───── Selected passage ─────

Built-in SFDs

Limen ships foundational SFDs under limen.sfd.foundational_sfd; most have matching YAML templates under limen/yaml/templates. Ordinary runs should start from a YAML template when one exists; the Python modules are the packaged decoder layer beneath that path.

They show the packaged Limen experiment shape because each one combines:

params()
manifest()
a matching reference-architecture model surface

Prerequisites

vaquum-limen[data] for bundled data sources
the matching optional extra for LightGBM/XGBoost, SciPy-backed DLinear, or TabPFN runs
the CLI first-run sequence from Command-Line Interface

The current catalog

SFD	Task shape	Notes
`logreg_binary`	binary classification	canonical manifest-driven logistic-regression reference flow
`lightgbm_binary`	binary classification	the tradeline long-binary experiment: line-geometry features, train-fitted breakout target, LightGBM classifier
`random_binary`	binary classification baseline	sanity-check and control-comparison flow
`xgboost_regressor`	regression	tree-based regression workflow
`dlinear_regressor`	regression	canonical DLinear decomposition-linear reference, deterministic closed-form fit
`tabpfn_binary`	binary classification	lazy symbols are always importable; model use requires `tabpfn`
`rule_based`	rule-based long/flat	predicate-driven strategy with no learned model
`dollar_bar_crash_reversal`	rule-based long/flat	exhaustive crash-and-maker-flow reversal sweep on `$15M` dollar bars

Foundational SFD versus reference architecture

Built-in ML SFDs have matching model modules in Reference Architecture. Rule-based SFDs share RuleBasedStrategy; dollar_bar_crash_reversal does not introduce another model class.

The split is:

Layer	Owns
foundational SFD	search space plus manifest pipeline
reference architecture	class-based model contract and function wrapper

For the logistic-regression SFD:

limen.sfd.foundational_sfd.logreg_binary owns the packaged experiment
limen.sfd.reference_architecture.logreg_binary owns the model implementation

This separation is what lets Trainer reconstruct and replay a finished experiment with the matching ReferenceModel.

───── Record list ─────

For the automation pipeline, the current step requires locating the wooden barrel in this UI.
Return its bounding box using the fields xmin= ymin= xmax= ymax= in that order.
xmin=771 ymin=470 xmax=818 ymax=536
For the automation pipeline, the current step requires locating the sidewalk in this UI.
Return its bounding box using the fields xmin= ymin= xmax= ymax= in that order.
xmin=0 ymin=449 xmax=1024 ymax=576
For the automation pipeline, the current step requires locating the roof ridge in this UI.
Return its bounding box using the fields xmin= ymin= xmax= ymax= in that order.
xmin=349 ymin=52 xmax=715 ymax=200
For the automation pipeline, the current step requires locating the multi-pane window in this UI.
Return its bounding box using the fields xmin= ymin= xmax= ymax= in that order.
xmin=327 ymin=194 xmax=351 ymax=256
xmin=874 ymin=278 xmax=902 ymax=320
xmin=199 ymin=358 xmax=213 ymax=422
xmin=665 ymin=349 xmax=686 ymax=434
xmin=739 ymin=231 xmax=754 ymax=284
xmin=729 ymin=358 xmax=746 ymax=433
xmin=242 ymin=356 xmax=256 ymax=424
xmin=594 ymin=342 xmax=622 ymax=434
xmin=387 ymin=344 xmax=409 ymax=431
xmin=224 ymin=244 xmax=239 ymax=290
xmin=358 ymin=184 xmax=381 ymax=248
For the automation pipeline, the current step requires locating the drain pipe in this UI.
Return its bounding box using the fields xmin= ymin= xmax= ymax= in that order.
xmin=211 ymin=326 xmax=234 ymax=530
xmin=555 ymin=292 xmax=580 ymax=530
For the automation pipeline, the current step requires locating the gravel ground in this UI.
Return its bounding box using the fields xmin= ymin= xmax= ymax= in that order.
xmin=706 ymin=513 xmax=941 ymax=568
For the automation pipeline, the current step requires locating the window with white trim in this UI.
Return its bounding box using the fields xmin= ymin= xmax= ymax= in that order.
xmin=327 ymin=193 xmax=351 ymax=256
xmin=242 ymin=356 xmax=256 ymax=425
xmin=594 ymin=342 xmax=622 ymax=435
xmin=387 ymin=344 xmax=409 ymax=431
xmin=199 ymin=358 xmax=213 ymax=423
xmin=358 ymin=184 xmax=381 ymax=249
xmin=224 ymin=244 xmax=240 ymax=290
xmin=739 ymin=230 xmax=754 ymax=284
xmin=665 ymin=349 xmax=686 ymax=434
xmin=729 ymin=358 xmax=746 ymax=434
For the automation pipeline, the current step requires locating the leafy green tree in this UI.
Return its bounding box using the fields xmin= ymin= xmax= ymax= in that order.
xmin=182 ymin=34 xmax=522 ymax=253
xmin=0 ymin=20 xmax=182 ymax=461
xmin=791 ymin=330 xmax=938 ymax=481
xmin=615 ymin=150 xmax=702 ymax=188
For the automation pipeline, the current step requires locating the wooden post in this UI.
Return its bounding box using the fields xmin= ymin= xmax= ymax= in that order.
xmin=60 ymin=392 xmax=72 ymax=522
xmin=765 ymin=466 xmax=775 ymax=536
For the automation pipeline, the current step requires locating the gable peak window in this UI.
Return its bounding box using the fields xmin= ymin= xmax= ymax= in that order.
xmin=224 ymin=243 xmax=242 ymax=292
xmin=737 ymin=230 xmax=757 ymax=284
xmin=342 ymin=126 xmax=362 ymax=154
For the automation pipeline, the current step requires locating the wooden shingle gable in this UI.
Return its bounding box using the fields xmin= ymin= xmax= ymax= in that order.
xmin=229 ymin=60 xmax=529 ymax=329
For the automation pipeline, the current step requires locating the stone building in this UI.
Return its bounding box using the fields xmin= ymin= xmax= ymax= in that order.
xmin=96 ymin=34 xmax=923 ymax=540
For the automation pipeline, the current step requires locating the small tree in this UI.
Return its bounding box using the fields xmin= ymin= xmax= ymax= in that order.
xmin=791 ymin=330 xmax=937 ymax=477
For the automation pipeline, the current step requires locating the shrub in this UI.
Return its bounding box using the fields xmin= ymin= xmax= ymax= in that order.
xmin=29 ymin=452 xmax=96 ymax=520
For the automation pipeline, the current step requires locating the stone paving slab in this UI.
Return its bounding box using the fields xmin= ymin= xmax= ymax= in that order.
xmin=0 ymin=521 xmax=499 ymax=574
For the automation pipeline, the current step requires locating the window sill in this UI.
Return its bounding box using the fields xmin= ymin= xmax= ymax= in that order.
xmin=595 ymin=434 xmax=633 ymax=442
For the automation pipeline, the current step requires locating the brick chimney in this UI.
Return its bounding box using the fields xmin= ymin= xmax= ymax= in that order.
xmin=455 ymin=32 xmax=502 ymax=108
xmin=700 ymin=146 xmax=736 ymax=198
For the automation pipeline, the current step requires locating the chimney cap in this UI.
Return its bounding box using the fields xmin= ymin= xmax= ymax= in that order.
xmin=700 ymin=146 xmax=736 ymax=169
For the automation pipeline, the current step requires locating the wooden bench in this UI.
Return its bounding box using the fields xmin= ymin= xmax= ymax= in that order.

─────

• **Aim**: Return the part of the built-in SFDs page verbatim, starting at "Built-in ML SFDs" and ending at "another model class.".

• **Response for this exercise**:
Built-in ML SFDs have matching model modules in Reference Architecture. Rule-based SFDs share RuleBasedStrategy; dollar_bar_crash_reversal does not introduce another model class.